(Point localization data)

______

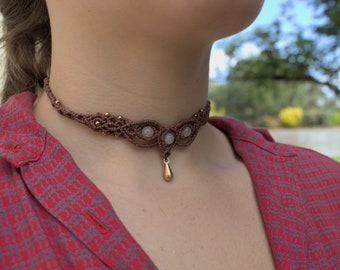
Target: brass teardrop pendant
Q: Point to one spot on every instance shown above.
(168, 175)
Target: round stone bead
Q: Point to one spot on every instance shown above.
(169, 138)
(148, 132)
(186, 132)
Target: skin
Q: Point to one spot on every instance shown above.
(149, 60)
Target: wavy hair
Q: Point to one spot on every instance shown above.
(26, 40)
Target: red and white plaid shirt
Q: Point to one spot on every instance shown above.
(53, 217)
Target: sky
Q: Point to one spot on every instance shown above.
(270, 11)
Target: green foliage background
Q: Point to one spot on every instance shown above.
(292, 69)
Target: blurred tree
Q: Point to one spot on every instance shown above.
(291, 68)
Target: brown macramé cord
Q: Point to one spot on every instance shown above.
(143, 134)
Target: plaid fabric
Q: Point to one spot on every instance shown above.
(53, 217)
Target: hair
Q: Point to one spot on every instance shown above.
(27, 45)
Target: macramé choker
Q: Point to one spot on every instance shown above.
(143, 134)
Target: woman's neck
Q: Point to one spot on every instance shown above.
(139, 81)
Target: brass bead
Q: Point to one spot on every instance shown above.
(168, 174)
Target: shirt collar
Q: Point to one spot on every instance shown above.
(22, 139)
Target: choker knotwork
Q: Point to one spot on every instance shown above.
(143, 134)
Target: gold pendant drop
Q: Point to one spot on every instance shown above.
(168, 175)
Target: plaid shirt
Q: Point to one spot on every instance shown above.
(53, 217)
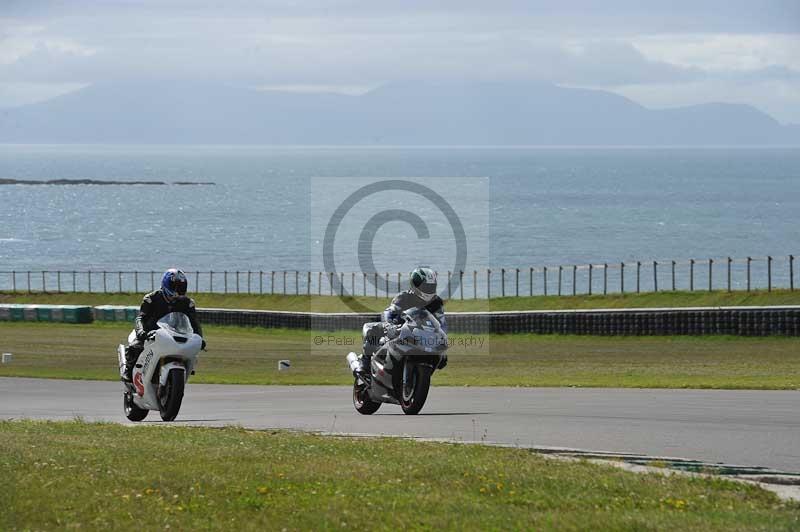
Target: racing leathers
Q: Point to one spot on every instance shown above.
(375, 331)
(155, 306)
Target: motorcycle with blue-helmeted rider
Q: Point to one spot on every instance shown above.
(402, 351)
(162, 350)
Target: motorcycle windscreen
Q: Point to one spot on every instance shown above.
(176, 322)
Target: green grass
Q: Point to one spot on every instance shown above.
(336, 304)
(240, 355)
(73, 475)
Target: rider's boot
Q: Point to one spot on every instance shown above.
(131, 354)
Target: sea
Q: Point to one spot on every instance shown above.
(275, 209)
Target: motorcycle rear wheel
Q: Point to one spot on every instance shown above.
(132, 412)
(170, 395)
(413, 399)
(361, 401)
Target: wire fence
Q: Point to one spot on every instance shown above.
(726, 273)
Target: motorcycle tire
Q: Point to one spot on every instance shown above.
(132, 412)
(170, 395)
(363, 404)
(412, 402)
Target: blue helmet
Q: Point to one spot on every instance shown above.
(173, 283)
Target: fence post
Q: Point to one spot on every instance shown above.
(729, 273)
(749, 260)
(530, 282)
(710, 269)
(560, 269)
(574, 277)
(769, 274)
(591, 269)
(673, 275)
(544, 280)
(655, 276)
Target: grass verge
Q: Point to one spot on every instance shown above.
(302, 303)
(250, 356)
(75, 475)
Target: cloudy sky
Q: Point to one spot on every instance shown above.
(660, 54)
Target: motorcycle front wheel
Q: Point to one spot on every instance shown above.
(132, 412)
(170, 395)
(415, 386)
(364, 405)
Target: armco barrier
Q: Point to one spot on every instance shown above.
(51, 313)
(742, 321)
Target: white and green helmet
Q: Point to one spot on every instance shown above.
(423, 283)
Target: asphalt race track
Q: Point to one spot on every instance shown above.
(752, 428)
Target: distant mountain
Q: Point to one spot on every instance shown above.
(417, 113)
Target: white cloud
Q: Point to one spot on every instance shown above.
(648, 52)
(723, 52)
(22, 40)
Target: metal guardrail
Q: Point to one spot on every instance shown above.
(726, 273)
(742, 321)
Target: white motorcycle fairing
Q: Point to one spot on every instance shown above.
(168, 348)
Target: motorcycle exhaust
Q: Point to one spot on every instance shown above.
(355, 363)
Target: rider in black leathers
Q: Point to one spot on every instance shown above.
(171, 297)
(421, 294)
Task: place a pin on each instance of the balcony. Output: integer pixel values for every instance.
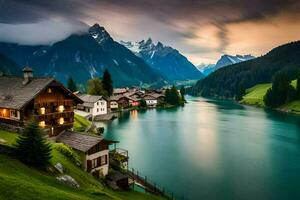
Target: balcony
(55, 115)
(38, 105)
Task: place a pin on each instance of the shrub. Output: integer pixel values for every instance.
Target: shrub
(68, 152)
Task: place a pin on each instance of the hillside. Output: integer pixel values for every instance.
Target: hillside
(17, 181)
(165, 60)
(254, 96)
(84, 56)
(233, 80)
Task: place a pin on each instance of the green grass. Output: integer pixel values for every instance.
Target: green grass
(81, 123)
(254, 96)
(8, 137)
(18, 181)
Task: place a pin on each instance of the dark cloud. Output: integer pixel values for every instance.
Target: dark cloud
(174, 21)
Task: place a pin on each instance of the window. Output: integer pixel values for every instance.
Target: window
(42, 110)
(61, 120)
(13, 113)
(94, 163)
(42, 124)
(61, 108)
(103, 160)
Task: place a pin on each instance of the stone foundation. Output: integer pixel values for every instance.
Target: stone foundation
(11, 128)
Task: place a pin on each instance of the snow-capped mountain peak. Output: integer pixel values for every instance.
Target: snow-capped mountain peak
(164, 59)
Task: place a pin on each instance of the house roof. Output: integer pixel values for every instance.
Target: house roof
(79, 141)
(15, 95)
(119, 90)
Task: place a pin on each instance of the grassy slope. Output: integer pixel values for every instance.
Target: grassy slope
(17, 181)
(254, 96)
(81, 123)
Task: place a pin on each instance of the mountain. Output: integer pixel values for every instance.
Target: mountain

______

● About this exercise: Leave out all pictures and output each line exactly, from the top of the records through the line that holds "Target: red and white plaid shirt".

● Answer to this problem:
Target: brass teardrop pendant
Q: Point to one spot on every instance shown above.
(168, 175)
Target: round stone bead
Q: Point to one spot on every instance shown above.
(169, 138)
(148, 132)
(186, 132)
Target: skin
Q: Point to one spot on every instance shown above.
(149, 60)
Target: wavy hair
Q: Point to one spot on every instance shown above.
(26, 40)
Target: red and white plaid shirt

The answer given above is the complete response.